■ ページ:
こんにちは!makoto(@Makoto_beginner)です。
おやおや、本日も何か会話が聞こえてくるぞ
ということで、本日は分散投資の威力について解説することにする。
1、分散投資とは?
「分散投資」とは、複数の資産に投資をすること
である。今回の例で言えば、「マタタビ商事」と「カツオ武士」の二つの会社の株を買えば分散投資になる。
また、今回は「会社別」で分散投資を行なったが他にも「日本の会社とアメリカの会社の株」のように国別に分散したり「鉄道業界と自動車業界」のように業種別で分散するなど様々な分散方法がある。
基本的に投資においては分散投資が鉄則となっている。その理由としては、一つの資産に全財産をつぎ込んでしまうとその資産がダメになった場合に一気に資産を失う可能性があるためだ。
とは言えど、分散投資をしても疑問猫の想像するようなグラフであれば、リターンを求めればその分リスクは増えてしまう。
だからこそ、疑問猫は一番リスクの少ない会社の株をすべての資金をつぎ込んで購入しようとしているが一体何がダメなのか?
実は、疑問猫の想像する図が間違っているのだ。
2、分散投資の真の威力
実は、理論上は分散投資を行えばすべての資金をつぎ込んで「マタタビ商事」の株を購入するよりも「リスクを減らしリターンを多くすること」が可能なのである。
一体どう言うことなのだろうか。
リスク・リターン平面とは?
疑問猫が想像していたこのグラフは「リスク・リターン平面」と呼ばれている。
(↓こんなやつ)
この図を使用することで、リスクとリターンの関係性が点の位置で視覚的に理解できる。
ここで、リターンは少ないがリスクも少ない資産Aと、リターンは大きいがリスクも大きい資産Bを考える。
資産Aと資産Bの保有比率を変えていくと・・・?
資産Aと資産Bを保有する比率をA:Bで表すことにする。そして、A:B = 10:0の時(つまり分散投資をせずにすべての資金をAに投資した場合)は図Aの位置に点がプロットされる。次に、A:B = 0:10の時(分散投資をせずにすべての資金をBに投資した場合)はBの位置に点がプロットされる。
では、この資産AとBを保有する比率を連続的に変化させると一体どんな線を描くのだろうか?
実は以下の図でオレンジで示した線のようになる。
この図を見てピンとくるだろうか。わからない人は以下の図の点Cを見て欲しい。
つまりどういうことか説明すると、資産Aと資産Bに分散投資をすることにより、資産Aのみに投資するよりもリスクを減らしつつリターンを大きくすることができるのである。
つまり、疑問猫はリスクを最小限にするために全額をAに投資しようとしていたが、実はリスクをもっと減らしつつリターンを大きくする方法があって、実はそれが分散投資だったというわけである。
これこそが分散投資の真の威力なのである。
また、分散投資を行うための資産の組み合わせのことをポートフォリオという。
3、なぜこんな曲線を描くのか?

■ 一覧の抜粋:

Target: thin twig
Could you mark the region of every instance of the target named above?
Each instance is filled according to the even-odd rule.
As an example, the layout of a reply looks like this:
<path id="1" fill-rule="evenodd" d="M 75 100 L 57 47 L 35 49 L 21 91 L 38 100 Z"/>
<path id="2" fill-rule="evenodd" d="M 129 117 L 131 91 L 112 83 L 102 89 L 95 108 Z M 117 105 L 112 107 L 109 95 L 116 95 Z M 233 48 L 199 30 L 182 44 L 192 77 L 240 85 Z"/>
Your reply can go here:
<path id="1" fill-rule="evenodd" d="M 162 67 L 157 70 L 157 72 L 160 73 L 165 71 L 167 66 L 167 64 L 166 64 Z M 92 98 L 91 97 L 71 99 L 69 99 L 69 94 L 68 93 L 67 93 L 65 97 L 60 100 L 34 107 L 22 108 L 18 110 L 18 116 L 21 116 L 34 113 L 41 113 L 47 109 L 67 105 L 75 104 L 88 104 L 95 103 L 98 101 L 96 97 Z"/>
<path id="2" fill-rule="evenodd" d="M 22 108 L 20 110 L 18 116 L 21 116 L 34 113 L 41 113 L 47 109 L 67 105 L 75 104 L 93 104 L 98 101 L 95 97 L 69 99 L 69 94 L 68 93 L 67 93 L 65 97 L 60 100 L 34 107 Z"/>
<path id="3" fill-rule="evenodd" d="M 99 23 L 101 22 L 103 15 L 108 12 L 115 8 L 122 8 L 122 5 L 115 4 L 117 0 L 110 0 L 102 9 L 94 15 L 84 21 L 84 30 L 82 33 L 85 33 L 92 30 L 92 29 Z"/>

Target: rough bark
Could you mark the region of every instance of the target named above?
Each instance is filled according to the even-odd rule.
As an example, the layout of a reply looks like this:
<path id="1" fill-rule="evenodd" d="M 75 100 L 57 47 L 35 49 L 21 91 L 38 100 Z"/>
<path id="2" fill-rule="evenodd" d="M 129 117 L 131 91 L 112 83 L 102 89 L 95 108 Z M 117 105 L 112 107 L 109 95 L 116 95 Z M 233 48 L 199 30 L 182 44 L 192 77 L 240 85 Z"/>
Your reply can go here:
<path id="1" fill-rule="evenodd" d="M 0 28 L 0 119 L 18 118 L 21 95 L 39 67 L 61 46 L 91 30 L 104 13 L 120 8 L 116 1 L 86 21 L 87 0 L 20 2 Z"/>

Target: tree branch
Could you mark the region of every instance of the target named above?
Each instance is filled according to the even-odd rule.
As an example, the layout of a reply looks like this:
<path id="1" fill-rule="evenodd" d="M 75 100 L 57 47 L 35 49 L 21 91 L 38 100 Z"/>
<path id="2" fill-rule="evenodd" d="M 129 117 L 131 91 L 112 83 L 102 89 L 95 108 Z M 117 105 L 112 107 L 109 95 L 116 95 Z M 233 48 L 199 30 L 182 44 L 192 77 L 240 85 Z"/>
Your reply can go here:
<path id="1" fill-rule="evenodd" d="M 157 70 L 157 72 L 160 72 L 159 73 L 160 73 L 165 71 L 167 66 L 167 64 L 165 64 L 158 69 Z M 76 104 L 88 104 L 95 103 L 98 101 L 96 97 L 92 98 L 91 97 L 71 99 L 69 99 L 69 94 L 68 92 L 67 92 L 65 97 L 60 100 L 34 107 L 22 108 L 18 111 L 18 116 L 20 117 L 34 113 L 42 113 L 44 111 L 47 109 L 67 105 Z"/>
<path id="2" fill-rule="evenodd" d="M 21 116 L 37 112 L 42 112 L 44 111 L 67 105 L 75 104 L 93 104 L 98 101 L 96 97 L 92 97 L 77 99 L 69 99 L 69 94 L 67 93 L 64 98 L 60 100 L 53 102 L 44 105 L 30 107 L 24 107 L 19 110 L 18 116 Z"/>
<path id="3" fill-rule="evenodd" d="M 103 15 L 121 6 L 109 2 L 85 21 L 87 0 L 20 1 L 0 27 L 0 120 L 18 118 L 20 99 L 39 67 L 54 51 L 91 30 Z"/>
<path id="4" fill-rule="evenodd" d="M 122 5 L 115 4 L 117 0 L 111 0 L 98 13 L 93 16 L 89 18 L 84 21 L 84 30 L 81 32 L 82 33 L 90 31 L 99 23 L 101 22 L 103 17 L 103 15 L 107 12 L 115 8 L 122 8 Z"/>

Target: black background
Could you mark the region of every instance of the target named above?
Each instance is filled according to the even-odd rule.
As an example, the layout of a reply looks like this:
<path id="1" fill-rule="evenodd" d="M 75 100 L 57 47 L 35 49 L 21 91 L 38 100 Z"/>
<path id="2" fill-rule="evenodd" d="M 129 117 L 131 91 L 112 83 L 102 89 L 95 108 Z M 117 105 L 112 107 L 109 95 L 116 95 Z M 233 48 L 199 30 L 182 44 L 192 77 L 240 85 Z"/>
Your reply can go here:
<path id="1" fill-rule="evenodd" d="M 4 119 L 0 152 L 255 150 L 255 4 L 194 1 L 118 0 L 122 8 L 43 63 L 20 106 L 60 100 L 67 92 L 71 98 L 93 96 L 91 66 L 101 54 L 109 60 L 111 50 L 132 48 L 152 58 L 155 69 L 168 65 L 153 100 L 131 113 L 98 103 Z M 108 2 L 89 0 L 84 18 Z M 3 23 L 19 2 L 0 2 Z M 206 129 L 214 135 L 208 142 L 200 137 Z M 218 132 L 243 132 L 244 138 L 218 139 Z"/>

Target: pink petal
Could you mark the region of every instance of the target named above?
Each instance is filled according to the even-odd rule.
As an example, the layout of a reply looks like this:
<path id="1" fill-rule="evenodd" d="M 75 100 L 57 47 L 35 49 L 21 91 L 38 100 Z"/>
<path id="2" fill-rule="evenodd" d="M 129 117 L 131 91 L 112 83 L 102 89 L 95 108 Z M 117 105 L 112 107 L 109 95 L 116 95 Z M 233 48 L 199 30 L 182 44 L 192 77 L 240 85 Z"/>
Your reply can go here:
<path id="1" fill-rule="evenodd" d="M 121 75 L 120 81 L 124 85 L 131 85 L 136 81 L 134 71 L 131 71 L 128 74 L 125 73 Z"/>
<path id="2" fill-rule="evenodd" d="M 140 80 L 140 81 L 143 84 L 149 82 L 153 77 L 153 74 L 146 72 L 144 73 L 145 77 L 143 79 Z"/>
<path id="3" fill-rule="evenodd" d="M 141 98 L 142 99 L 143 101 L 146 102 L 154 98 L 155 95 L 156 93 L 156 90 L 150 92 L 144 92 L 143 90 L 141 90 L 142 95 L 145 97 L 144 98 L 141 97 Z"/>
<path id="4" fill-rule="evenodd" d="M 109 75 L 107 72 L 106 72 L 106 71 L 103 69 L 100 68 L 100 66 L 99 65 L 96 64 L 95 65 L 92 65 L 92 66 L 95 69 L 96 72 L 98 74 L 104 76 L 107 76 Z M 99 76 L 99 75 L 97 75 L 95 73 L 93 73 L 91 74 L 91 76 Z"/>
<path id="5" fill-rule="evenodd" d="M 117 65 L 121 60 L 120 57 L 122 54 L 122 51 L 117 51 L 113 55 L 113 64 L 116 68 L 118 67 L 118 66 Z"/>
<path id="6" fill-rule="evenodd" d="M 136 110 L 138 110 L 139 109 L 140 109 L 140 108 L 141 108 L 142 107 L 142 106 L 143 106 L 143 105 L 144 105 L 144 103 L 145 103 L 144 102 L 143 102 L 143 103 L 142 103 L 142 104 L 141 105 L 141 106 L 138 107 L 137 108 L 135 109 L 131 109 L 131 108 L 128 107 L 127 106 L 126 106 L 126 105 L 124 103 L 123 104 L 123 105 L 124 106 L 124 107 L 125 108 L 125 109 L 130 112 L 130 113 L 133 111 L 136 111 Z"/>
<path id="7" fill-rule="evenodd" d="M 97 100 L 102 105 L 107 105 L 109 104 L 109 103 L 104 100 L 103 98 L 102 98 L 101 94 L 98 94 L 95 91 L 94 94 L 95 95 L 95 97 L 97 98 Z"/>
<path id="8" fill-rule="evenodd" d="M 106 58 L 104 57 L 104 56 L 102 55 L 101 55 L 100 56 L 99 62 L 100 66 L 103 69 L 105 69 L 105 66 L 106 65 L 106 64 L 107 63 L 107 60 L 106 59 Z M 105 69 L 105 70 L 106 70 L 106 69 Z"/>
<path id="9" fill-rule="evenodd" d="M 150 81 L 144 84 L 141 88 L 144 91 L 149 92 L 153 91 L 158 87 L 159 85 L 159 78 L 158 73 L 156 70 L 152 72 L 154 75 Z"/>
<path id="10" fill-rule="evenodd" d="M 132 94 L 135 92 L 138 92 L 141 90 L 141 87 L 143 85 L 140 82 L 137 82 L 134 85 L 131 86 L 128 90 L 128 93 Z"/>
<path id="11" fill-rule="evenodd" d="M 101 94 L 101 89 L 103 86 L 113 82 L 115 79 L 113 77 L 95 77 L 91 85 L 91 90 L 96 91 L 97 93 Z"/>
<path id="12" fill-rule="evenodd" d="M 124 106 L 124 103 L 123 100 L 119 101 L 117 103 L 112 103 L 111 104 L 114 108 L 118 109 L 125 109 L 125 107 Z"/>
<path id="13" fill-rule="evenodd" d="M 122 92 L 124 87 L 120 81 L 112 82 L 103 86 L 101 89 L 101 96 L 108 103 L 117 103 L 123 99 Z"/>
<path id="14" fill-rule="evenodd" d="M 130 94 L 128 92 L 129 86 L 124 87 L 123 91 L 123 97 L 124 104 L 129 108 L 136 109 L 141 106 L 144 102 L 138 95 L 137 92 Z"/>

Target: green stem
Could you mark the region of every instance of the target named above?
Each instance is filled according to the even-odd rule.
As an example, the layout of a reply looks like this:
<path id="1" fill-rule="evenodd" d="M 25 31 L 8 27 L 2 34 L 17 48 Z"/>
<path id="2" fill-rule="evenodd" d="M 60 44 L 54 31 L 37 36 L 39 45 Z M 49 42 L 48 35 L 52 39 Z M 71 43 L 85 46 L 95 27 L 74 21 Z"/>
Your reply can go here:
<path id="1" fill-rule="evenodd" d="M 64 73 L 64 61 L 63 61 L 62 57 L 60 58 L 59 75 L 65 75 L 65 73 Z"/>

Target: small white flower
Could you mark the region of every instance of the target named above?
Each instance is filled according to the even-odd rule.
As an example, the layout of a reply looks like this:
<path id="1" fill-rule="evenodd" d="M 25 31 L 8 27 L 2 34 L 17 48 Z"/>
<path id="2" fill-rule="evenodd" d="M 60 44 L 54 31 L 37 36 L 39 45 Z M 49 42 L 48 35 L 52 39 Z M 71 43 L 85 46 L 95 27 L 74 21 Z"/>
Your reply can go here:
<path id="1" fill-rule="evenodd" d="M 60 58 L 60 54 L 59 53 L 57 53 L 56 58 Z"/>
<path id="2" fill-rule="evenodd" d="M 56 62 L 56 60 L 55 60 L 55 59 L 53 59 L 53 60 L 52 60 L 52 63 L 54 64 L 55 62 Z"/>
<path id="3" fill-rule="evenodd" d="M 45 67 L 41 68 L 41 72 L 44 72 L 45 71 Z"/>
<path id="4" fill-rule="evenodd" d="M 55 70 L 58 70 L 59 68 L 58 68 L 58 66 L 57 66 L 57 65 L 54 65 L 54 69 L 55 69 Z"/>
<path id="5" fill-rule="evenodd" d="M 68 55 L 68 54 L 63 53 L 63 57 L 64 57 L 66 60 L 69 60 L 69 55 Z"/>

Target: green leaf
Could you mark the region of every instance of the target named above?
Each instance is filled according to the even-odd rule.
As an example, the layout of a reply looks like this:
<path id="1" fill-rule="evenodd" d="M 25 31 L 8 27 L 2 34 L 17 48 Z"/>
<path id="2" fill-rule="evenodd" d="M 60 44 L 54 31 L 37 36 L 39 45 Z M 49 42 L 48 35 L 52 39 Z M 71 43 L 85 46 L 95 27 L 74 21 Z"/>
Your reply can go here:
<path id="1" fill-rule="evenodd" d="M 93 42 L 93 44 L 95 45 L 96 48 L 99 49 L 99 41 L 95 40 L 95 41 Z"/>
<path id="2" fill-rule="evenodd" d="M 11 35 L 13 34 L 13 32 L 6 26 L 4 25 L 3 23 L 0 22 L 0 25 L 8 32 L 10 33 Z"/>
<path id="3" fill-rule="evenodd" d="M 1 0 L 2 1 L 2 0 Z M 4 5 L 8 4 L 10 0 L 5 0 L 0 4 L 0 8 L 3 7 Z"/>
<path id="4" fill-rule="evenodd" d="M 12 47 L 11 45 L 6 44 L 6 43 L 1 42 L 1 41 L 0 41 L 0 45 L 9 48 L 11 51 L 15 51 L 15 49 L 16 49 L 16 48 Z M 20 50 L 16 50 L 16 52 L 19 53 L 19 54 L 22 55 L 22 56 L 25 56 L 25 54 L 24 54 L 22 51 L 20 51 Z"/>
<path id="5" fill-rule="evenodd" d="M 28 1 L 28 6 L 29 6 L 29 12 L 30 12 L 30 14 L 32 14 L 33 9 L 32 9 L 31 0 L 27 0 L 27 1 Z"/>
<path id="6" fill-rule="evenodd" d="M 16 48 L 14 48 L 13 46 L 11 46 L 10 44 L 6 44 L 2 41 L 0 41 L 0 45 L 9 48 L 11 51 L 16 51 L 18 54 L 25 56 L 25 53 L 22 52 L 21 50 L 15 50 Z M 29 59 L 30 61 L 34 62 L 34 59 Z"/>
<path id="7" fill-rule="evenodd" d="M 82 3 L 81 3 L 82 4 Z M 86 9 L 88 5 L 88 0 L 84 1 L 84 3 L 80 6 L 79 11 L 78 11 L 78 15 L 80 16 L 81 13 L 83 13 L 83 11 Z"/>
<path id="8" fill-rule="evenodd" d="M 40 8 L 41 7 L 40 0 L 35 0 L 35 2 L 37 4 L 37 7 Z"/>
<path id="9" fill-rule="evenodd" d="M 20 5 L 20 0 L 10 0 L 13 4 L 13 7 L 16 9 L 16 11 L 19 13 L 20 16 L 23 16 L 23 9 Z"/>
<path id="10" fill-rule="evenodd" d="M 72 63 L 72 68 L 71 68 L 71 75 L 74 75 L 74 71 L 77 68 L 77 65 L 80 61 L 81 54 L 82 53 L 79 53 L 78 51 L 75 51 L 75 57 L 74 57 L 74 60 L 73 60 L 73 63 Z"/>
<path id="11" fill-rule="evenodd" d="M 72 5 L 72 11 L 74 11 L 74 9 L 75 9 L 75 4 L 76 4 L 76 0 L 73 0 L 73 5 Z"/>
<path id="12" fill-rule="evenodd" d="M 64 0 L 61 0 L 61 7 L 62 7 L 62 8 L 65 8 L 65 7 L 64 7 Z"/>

■ 課題:
1. 分散投資の記事について、次の問いに答えよ。
(a) 記事では「分散投資」をどのようなことだと定義しているか。
(b) 分散投資を行うための資産の組み合わせは何と呼ばれるか。
(c) A:B = 10:0 の時とは、どのように投資した場合か。
2. 分散投資の記事に挙がっている分散の仕方を、すべて挙げよ。
3. 分散投資の記事を、最後の見出し「3、なぜこんな曲線を描くのか?」の後から書き継げ。
この一覧は、上の記事とは別の出典から取ったものである。

■ 各課題の解答:
1.
(a) 複数の資産に投資をすること。
(b) ポートフォリオ。
(c) 分散投資をせずに、すべての資金をAに投資した場合。

2. 会社別、国別、業種別

3.
ここからは少し難しい話になるので、興味がなければ4項まで飛ばしてもらって構わない。しかし、読者の中にはなぜこのような曲線を描くのか気になる方もいると思うので詳しく解説を行う。
リスクをどうやって評価するか?
そもそも、リスク・リターン平面の中でリスクをどうやって評価しているのか気にならなかっただろうか?
答えを言うと、将来期待されるリターンのばらつき具合を標準偏差σで表したものをリスクとして用いた。
一般的にリスクというと、結果に対して負の影響を与える要素であるとイメージされているが、実はファイナンスでいうリスクとは将来想定される結果のバラツキのことを指す。
つまり、自分の持っている株が急落するのもリスクだし、逆に急上昇するのもリスクということだ。
そして、数学の世界にはバラツキを表す指標として標準偏差σがあるので、リスク・リターン平面ではリスクを「リターンのばらつき具合を示す標準偏差σ」で表したのだ。
リスク(標準偏差σ)を実際に計算してみる
では、具体的なイメージができるように実際に標準偏差σを求めてみることにする。
以下に、ある会社の株式を購入した場合の、5年間のリターン率を示した表がある。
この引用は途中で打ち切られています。